_WHAT YOU NEED TO DO_
Type out all the records word for word. Any pictures are to be left out.

_Excerpts from point annotation data_

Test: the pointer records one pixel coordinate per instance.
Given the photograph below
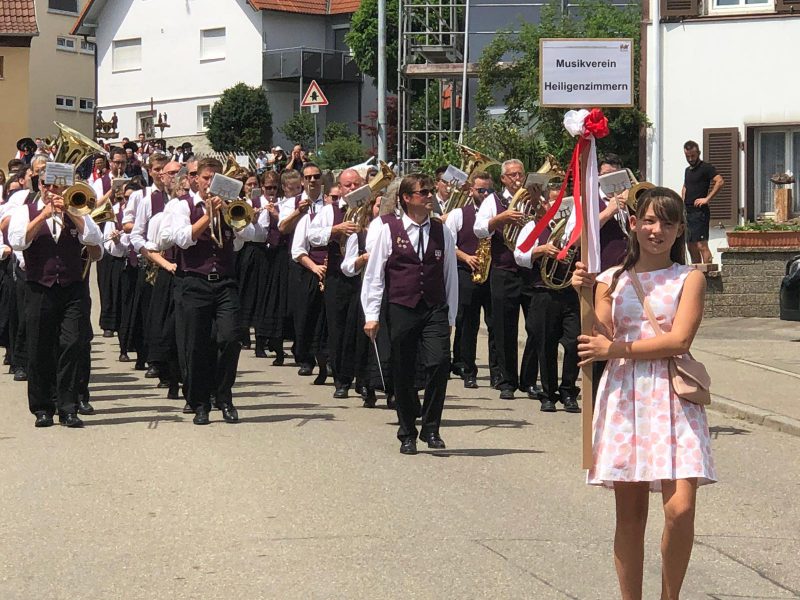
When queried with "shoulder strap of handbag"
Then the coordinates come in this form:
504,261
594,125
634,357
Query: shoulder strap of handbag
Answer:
637,285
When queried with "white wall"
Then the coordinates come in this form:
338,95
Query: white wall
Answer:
172,72
722,74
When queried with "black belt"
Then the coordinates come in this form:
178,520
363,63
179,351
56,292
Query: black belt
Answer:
207,277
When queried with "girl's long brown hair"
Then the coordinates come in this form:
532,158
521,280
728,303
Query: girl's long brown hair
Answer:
669,207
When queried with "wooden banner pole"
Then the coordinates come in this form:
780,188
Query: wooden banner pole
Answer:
587,320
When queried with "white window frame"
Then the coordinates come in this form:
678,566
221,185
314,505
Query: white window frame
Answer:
214,53
65,47
124,69
201,111
87,109
65,100
85,49
740,9
758,176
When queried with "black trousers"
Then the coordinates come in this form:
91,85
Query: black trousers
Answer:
472,298
510,293
131,328
199,306
341,293
555,317
109,284
419,335
56,320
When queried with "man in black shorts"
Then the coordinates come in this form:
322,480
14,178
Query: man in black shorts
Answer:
701,182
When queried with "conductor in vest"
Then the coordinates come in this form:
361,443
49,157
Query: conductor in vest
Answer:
414,262
51,240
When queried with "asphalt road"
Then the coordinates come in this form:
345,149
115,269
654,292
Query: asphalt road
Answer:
308,497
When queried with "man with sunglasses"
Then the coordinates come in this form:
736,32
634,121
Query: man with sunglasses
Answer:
330,230
472,297
413,259
57,322
510,291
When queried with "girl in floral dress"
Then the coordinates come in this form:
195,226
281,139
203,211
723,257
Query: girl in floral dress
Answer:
645,438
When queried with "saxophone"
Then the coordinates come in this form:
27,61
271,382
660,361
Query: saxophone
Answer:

_PROBLEM SOLUTION_
Test: the pointer records one pixel coordinate per instance.
Given the photograph below
When queried with "shoulder strap of handbag"
Then the coordinates come in this form:
504,261
594,125
634,357
Query: shoulder strap of handbag
Answer:
637,285
When queried with "white wall"
Then the coordinates come in this form:
338,95
Query: white wall
Answer:
172,72
722,74
When queried with "black belt"
Then the coordinates come in this form:
178,520
363,63
179,351
56,292
Query: black belt
Answer:
207,277
When queried with "girl's long brown hair"
Then the coordinates come in this form:
532,158
521,280
728,303
Query: girl's long brown hair
Answer:
669,207
When queried with "wooden banner pole"
Then the coordinates come in this form:
780,188
Query: wooden banner pole
Answer:
587,320
When queried with "white window frame"
Then the coordinates come in this form:
678,566
221,185
314,505
Query: white window frame
Answer:
214,53
65,47
124,69
201,111
87,109
65,100
85,49
740,9
758,176
When queried with "black trousers"
Then the coordinates come in this form:
91,85
Query: black trousers
Answer:
472,298
510,293
131,328
199,306
341,293
555,317
109,284
419,335
56,320
When queried with "man in black shorts"
Then the coordinates come in this form:
322,480
14,178
Query: man in black shorts
Answer:
701,182
When queried with "conductor in vest"
Then the coordinates come in this form:
361,443
49,157
Query: conductor in vest
Answer:
414,262
51,240
When queried with "asphalt road"
Then the coordinates come in this form:
345,149
115,269
654,292
Query: asphalt road
Answer:
308,497
When queried with "man with sunglasses"
Then the coordinates come in this form:
736,32
634,121
Query: man with sunglasses
Answer:
330,230
472,297
413,259
57,322
510,291
When queried with "girl in floral dress"
Then the coordinates come in this form:
195,226
281,139
203,211
723,257
Query: girl in floral dress
Answer:
645,438
When queried with "saxophone"
Then the coordinates come in this form:
27,61
271,382
660,361
Query: saxophone
Answer:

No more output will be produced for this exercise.